How to complete this task: Keeping every character in place, output all the data.

[Opening Excerpted data section]

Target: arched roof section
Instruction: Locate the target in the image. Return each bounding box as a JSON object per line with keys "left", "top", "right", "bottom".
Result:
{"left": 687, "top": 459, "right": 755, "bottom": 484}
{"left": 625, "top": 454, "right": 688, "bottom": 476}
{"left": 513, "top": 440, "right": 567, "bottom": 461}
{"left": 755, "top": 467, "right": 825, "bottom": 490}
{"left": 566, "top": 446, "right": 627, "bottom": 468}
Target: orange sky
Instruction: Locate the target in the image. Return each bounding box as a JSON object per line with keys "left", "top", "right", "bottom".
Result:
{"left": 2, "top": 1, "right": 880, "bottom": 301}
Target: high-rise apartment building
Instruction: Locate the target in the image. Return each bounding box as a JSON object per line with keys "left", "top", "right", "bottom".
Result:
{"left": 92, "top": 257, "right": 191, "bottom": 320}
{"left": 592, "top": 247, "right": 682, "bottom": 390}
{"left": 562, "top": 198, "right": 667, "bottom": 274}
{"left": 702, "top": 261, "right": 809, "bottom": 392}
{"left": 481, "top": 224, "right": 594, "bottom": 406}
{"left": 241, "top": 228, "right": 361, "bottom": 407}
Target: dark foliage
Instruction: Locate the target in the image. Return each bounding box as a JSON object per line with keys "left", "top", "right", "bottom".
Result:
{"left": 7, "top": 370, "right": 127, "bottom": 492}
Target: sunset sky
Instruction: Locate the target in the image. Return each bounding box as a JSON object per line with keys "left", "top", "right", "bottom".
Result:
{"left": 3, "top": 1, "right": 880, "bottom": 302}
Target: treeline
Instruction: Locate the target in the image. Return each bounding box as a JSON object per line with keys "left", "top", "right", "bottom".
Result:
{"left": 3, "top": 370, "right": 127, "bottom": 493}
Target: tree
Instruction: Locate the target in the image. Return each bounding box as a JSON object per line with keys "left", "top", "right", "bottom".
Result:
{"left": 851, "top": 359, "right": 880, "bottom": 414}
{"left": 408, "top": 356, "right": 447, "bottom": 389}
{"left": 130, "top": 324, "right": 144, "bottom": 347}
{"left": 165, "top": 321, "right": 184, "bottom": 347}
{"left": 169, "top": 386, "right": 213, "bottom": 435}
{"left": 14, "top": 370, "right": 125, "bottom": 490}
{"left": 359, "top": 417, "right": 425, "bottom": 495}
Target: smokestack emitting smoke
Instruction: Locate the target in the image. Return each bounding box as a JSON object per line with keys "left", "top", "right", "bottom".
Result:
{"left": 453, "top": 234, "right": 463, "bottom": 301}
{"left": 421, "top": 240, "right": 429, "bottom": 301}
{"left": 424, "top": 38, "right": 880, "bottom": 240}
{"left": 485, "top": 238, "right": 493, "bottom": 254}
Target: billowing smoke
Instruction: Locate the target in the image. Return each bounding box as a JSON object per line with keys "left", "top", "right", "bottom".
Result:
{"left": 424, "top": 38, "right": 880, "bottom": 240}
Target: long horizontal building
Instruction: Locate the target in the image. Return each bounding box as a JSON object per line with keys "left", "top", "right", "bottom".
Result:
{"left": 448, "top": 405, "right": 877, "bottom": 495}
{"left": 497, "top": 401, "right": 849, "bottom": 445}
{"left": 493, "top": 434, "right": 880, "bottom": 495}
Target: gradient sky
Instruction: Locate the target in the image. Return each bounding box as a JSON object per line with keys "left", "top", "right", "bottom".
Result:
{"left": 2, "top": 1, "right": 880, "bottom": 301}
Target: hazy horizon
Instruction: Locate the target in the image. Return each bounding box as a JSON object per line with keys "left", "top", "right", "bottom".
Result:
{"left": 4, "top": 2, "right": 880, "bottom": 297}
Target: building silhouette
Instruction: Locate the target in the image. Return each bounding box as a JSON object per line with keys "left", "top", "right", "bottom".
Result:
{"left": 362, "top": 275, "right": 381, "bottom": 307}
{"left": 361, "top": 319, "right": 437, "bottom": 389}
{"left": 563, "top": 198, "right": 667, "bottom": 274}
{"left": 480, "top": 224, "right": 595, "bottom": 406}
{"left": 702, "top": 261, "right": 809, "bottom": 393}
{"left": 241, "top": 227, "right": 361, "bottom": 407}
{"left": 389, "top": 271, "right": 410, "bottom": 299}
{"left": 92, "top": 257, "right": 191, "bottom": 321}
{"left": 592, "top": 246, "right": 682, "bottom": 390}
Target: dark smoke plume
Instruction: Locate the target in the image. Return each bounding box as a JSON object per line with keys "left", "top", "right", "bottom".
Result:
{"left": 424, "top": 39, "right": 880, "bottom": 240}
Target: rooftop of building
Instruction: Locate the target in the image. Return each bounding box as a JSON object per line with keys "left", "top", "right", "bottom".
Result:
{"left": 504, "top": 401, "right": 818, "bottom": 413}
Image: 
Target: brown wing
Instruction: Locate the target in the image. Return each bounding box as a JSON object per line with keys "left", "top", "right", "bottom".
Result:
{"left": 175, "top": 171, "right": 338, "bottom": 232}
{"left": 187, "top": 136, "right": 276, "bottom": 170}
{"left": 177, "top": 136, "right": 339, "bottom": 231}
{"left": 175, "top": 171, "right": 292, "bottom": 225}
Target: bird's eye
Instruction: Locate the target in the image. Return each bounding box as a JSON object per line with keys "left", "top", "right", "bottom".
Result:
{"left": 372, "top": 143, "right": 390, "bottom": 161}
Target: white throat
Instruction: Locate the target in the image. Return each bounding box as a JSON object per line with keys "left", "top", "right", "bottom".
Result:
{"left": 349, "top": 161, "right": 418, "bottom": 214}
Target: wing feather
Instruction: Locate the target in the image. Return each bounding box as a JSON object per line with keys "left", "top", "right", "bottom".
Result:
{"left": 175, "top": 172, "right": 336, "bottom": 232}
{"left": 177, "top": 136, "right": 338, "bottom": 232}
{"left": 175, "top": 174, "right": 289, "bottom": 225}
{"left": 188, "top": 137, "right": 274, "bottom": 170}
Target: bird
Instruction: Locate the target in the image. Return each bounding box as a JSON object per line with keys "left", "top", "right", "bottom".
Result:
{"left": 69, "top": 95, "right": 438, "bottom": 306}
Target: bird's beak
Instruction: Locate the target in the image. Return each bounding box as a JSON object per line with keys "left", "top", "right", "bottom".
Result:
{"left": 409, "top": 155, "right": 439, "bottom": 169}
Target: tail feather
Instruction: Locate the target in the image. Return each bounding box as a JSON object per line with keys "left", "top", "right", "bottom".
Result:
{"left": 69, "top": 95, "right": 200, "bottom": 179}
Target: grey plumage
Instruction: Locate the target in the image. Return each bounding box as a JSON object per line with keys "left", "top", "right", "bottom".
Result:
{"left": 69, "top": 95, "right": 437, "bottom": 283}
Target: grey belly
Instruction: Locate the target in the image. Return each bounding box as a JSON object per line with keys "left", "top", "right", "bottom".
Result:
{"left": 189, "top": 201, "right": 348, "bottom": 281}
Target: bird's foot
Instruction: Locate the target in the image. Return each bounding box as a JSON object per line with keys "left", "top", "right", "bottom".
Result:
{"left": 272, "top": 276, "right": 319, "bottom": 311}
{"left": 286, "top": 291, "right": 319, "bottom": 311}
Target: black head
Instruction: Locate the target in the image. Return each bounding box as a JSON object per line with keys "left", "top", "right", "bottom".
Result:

[Closing Excerpted data section]

Answer to this task:
Target: arched roof section
Instruction: Locate the target in the image. Return each bounding box as a JSON object per line with keys "left", "top", "right", "bottom".
Result:
{"left": 687, "top": 459, "right": 755, "bottom": 484}
{"left": 625, "top": 454, "right": 688, "bottom": 476}
{"left": 513, "top": 440, "right": 567, "bottom": 461}
{"left": 755, "top": 467, "right": 825, "bottom": 490}
{"left": 566, "top": 446, "right": 627, "bottom": 468}
Target: orange sky
Instruction: Locate the target in the image. Return each bounding box as a JSON object per line with keys "left", "top", "right", "bottom".
Result:
{"left": 2, "top": 1, "right": 880, "bottom": 301}
Target: high-rise apartment building
Instruction: Locate the target in the image. Return each bounding box as a JSON object per line with keys "left", "top", "right", "bottom".
Result:
{"left": 92, "top": 257, "right": 191, "bottom": 320}
{"left": 592, "top": 247, "right": 682, "bottom": 390}
{"left": 562, "top": 198, "right": 667, "bottom": 274}
{"left": 702, "top": 261, "right": 809, "bottom": 392}
{"left": 481, "top": 224, "right": 594, "bottom": 406}
{"left": 241, "top": 228, "right": 361, "bottom": 407}
Target: dark foliage
Instruction: Locate the target in the image. Return each bounding box as a JSON object per line with keys "left", "top", "right", "bottom".
Result:
{"left": 7, "top": 370, "right": 127, "bottom": 492}
Target: sunset sky
Instruction: Locate the target in the image. Return each bounding box as a JSON object per line with keys "left", "top", "right", "bottom".
Result:
{"left": 3, "top": 1, "right": 880, "bottom": 302}
Target: treeline
Instruction: Locate the target in the image. Return each bounding box as a JSON object per line with keys "left", "top", "right", "bottom".
Result:
{"left": 3, "top": 370, "right": 127, "bottom": 493}
Target: tree
Instruction: Locate the target in the image. Return each bounding box as a JSON object per line with keys "left", "top", "right", "bottom".
Result:
{"left": 851, "top": 359, "right": 880, "bottom": 414}
{"left": 408, "top": 356, "right": 447, "bottom": 389}
{"left": 130, "top": 324, "right": 144, "bottom": 347}
{"left": 165, "top": 321, "right": 184, "bottom": 347}
{"left": 169, "top": 386, "right": 213, "bottom": 435}
{"left": 14, "top": 370, "right": 125, "bottom": 490}
{"left": 359, "top": 417, "right": 425, "bottom": 495}
Target: smokestack emitting smoke
Instruction: Locate the target in the image. Return each bounding box as a JSON object per line with keys "left", "top", "right", "bottom".
Result:
{"left": 453, "top": 234, "right": 463, "bottom": 301}
{"left": 421, "top": 240, "right": 429, "bottom": 301}
{"left": 424, "top": 38, "right": 880, "bottom": 240}
{"left": 485, "top": 238, "right": 493, "bottom": 254}
Target: billowing smoke
Instruction: Locate the target in the image. Return each bounding box as a JSON object per line with keys "left", "top", "right", "bottom".
Result:
{"left": 424, "top": 38, "right": 880, "bottom": 240}
Target: long horizontal building
Instruction: Locate the target in the image. Return each bounding box as a JSON object per line with keys "left", "top", "right", "bottom".
Result:
{"left": 448, "top": 405, "right": 877, "bottom": 495}
{"left": 497, "top": 401, "right": 849, "bottom": 445}
{"left": 493, "top": 434, "right": 880, "bottom": 495}
Target: gradient sky
Instruction: Locate the target in the image. Return each bounding box as a JSON object per line with keys "left", "top", "right", "bottom".
Result:
{"left": 2, "top": 1, "right": 880, "bottom": 301}
Target: hazy horizon
Instruction: Locate the target in the image. Return each bounding box as a JSON object per line with keys "left", "top", "right", "bottom".
Result:
{"left": 4, "top": 2, "right": 880, "bottom": 297}
Target: building silhouette
Instruction: Locate the target in the image. Return each bounding box as a JSON object per line with keys "left", "top", "right", "bottom".
Result:
{"left": 362, "top": 275, "right": 381, "bottom": 307}
{"left": 361, "top": 319, "right": 437, "bottom": 389}
{"left": 563, "top": 198, "right": 667, "bottom": 274}
{"left": 480, "top": 224, "right": 595, "bottom": 406}
{"left": 702, "top": 261, "right": 809, "bottom": 393}
{"left": 241, "top": 227, "right": 361, "bottom": 407}
{"left": 389, "top": 271, "right": 410, "bottom": 299}
{"left": 92, "top": 257, "right": 191, "bottom": 321}
{"left": 592, "top": 246, "right": 682, "bottom": 390}
Target: dark smoke plume
Instruction: Locate the target in the image. Return each bounding box as a JSON object per line with keys "left", "top", "right", "bottom".
Result:
{"left": 424, "top": 39, "right": 880, "bottom": 240}
Target: rooftop of building
Instruction: Locate the target in the image. Return each bounding box as a JSON object per line with keys "left", "top", "right", "bottom".
Result:
{"left": 504, "top": 401, "right": 818, "bottom": 413}
Image: 
Target: brown wing
Instruction: Locate the target in the image. Return each bounding box as a JSON object per line with keys "left", "top", "right", "bottom".
Result:
{"left": 175, "top": 171, "right": 338, "bottom": 232}
{"left": 187, "top": 136, "right": 276, "bottom": 170}
{"left": 177, "top": 136, "right": 339, "bottom": 231}
{"left": 175, "top": 171, "right": 292, "bottom": 225}
Target: bird's eye
Instruction: Locate the target in the image. Return each bounding box as a JSON object per line with keys "left", "top", "right", "bottom".
Result:
{"left": 372, "top": 143, "right": 390, "bottom": 161}
Target: white throat
Instruction: Locate the target in the image. Return each bounding box as a JSON object per line with keys "left", "top", "right", "bottom".
Result:
{"left": 349, "top": 161, "right": 418, "bottom": 214}
Target: wing feather
Instruction: Locate the target in the image. Return each bounding box as a JSON object per line with keys "left", "top", "right", "bottom".
Result:
{"left": 175, "top": 172, "right": 336, "bottom": 232}
{"left": 177, "top": 136, "right": 338, "bottom": 232}
{"left": 175, "top": 174, "right": 289, "bottom": 225}
{"left": 188, "top": 137, "right": 274, "bottom": 170}
Target: bird
Instruction: Locate the target in the image. Return each bounding box as a JSON object per line with keys "left", "top", "right", "bottom".
Result:
{"left": 69, "top": 95, "right": 438, "bottom": 306}
Target: bird's beak
Instruction: Locate the target in the image. Return each bounding box as a JSON object per line with keys "left", "top", "right", "bottom".
Result:
{"left": 409, "top": 155, "right": 439, "bottom": 169}
Target: tail feather
Instruction: Locate the target in the image. Return each bounding box as a JSON object per line with keys "left", "top", "right", "bottom".
Result:
{"left": 69, "top": 95, "right": 200, "bottom": 179}
Target: grey plumage
Instruction: Locate the target in the image. Return each bounding box as a JSON object per line with keys "left", "top", "right", "bottom".
Result:
{"left": 69, "top": 95, "right": 437, "bottom": 283}
Target: grey belly
Instruction: Locate the target in the image. Return each bounding box as a JSON object per line with keys "left", "top", "right", "bottom".
Result:
{"left": 189, "top": 201, "right": 348, "bottom": 281}
Target: bird's foot
Instruction: Locate the target in the image. Return each bounding box as a JSON object per line with keys "left", "top", "right", "bottom".
Result:
{"left": 272, "top": 276, "right": 319, "bottom": 311}
{"left": 286, "top": 291, "right": 319, "bottom": 311}
Target: black head
Instruction: Locate the target in the image. Return each bounding box as a JSON object per line with keys "left", "top", "right", "bottom".
Result:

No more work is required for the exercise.